REQUIRED ACTIONS –
(a) Answer these questions about the hospital computer virus text, one per line:
(i) In which two Georgia cities does the hospital have campuses?
(ii) Which minor ailments are given as examples of cases to take to regular providers?
(iii) How long did the stand-off with the PACS vendor last?
(b) Carry on the hospital computer virus text, starting after its final sentence.

READING PASSAGE –
↓↓↓

Computer Virus Forces Hospital To Divert Ambulances
McGruber writes "The Atlanta Journal Constitution newspaper is reporting that a hospital with campuses in Lawrenceville and Duluth, Georgia turned ambulances away after the discovery of 'a system-wide computer virus that slowed patient registration and other operations.' They're only currently accepting patients with 'dire emergencies.' A spokeswoman for the hospital said the diversion happened because 'it's a trauma center and needs to be able to respond rapidly.' The situation began on Thursday afternoon and is expected to last through the weekend."
The hospital is still treating patients in emergency situations but is asking people with minor ailments, such as sore throats or sprained ankles, to contact their regular providers, Okun said.
We're in a sad state when people need to go to the hospital to deal with sore throats and sprained ankles.
Facts do not cease to exist because they are ignored. -Aldous Huxley
Hospitals are often quite badly prepared for this sort of thing. A big problem is the number of computerised "medical devices" where the vendor insists on a very specific update policy (or very specific restrictions on 3rd party software).
I worked at one hospital where Confiker took the whole IT system down. A big problem in repairing the damage was that there were a lot of PACS (digital X-ray/CT/MRI viewing/storage) workstations where the PACS vendor would not permit the relevant windows updates or a 3rd party anti-virus to be installed on the servers/workstations. They relented after a 24 hour stand-off, after they realised that they was nothing they could do to keep the system happy enough to meet the SLA without the updates and a suitable anti-malware.

↑↑↑

RECORDS SHOWN –
↓↓↓

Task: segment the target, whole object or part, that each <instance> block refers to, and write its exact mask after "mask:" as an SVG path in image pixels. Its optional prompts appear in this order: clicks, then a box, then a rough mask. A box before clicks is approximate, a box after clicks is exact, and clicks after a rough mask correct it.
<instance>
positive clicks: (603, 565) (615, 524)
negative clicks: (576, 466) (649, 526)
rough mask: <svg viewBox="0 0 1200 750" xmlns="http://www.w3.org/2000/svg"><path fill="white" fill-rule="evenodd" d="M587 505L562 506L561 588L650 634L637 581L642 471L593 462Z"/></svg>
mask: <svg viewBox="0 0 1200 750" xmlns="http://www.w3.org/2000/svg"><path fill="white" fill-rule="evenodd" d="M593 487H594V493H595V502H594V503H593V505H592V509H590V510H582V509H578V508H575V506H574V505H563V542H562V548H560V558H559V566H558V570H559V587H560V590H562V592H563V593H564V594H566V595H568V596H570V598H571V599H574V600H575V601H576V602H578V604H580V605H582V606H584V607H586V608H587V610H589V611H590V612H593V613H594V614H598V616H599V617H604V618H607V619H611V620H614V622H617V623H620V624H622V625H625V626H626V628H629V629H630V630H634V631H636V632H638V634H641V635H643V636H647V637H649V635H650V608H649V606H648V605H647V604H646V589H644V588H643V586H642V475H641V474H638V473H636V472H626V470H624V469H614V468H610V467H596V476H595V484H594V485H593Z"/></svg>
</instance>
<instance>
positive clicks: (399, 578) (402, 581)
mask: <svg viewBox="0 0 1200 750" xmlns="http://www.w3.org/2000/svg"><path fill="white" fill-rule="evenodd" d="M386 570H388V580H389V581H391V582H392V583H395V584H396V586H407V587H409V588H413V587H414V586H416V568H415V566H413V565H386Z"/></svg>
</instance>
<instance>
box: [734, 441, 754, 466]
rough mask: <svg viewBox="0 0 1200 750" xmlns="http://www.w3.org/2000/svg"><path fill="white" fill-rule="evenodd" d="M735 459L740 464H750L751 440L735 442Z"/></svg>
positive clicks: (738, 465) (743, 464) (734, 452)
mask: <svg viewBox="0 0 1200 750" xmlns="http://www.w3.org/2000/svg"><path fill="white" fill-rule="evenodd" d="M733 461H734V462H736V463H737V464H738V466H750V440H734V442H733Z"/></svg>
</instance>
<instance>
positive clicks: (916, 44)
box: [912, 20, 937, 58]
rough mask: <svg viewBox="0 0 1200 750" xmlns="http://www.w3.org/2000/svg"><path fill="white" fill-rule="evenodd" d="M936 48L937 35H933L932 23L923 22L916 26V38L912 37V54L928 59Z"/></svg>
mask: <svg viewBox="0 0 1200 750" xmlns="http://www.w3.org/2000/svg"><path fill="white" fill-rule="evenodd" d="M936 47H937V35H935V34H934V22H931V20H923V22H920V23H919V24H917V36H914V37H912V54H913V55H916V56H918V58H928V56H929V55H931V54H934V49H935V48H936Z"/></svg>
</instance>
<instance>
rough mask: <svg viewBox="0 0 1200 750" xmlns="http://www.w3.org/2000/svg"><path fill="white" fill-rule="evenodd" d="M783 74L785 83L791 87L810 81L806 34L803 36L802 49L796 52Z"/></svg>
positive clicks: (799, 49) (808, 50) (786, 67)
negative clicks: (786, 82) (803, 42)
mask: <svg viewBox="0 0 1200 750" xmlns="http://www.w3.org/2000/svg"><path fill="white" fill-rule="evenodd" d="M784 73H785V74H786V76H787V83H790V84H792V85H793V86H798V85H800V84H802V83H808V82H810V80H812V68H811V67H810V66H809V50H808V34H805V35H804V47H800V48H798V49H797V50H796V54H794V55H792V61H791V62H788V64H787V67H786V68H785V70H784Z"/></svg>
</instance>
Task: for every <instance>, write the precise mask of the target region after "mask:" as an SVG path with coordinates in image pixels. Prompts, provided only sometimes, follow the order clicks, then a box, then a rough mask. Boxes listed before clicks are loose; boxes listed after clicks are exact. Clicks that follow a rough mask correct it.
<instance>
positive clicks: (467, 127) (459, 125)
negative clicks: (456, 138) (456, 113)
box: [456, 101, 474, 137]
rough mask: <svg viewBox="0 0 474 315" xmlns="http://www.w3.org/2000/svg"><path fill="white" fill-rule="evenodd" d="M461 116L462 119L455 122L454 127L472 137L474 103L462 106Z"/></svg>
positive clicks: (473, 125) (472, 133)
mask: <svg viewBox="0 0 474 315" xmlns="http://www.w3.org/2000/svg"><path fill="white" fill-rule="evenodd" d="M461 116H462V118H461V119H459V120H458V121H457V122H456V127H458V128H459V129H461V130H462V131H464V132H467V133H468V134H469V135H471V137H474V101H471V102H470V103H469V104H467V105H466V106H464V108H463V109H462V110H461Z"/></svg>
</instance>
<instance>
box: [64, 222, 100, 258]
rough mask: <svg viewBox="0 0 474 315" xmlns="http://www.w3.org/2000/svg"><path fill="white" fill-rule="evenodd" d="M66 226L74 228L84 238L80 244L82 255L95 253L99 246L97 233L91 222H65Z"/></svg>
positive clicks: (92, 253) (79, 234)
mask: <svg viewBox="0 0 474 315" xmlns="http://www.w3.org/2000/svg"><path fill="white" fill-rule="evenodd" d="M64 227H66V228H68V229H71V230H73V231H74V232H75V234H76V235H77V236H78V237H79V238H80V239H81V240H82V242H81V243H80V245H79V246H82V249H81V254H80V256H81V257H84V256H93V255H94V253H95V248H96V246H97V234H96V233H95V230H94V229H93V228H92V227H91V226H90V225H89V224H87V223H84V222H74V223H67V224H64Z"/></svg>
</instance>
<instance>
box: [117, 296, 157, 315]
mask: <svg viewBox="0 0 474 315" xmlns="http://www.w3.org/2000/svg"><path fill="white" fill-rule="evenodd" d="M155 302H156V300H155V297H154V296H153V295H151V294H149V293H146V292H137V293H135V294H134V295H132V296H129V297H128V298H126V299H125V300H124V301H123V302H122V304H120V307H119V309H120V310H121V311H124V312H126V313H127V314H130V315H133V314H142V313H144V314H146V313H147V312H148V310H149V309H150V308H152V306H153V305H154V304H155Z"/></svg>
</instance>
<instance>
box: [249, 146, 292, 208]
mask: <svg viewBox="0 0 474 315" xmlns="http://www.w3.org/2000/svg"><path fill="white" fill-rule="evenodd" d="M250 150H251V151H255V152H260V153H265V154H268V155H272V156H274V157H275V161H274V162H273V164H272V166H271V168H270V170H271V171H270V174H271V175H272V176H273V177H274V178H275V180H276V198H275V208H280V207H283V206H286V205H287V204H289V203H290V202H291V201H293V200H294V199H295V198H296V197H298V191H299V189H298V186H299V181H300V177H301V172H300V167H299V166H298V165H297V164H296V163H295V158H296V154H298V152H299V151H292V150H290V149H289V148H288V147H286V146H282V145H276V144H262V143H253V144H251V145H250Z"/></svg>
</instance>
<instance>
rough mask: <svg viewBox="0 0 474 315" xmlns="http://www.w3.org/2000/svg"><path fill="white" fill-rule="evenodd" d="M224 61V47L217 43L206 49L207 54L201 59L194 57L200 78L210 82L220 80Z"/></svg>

↑↑↑

ANSWERS TO THE EXERCISE –
(a)
(i) Lawrenceville and Duluth
(ii) Sore throats and sprained ankles
(iii) 24 hours

(b)
I work at another hospital now, where similar lack of updates due to comparability with old business apps prevents updates. E.g. The PCs still run XP SP1 (even the brand-new quad core xeons). There also doesn't appear to be funding for updating anti-malware - the hospital use Sophos 7 (which became unsupported last year).
This hospital has chronic problems with virus/malware infestation on a number of office machines - but while IT can clean the computers manually, there seems to be a reservoir if infection on file-servers, USB drives, etc. So the infections come straight back after a manual deletion. This hasn't caused a catastrophe locally, so management don't seem to care, but it is a major annoyance, as infected documents frequently end-up getting e-mailed out to other hospitals/doctors and destroyed without trace by the recipient's e-mail system. Docs have been known to put the files on a USB stick, take it home, clean it with an up-to-date virus scanner and then e-mail it out.
What happened back then was it took a lot more staff to treat a lot more people. This issue isn't keeping doctors from treating patients, it's keeping them from treating as many patients. Everything is probably having to be done on paper, which means that someone (a nurse more than likely) has to walk that paper where ever it needs to be. This has the double impact of taking more time than it normally would, and requiring someone to take time out their normal duty to move it. That is why they are still taking actual emergency cases, and turning away non-life threatening, less serious cases. So that the ER does not get completely backed up that they can't treat a life-threatening case that may show up.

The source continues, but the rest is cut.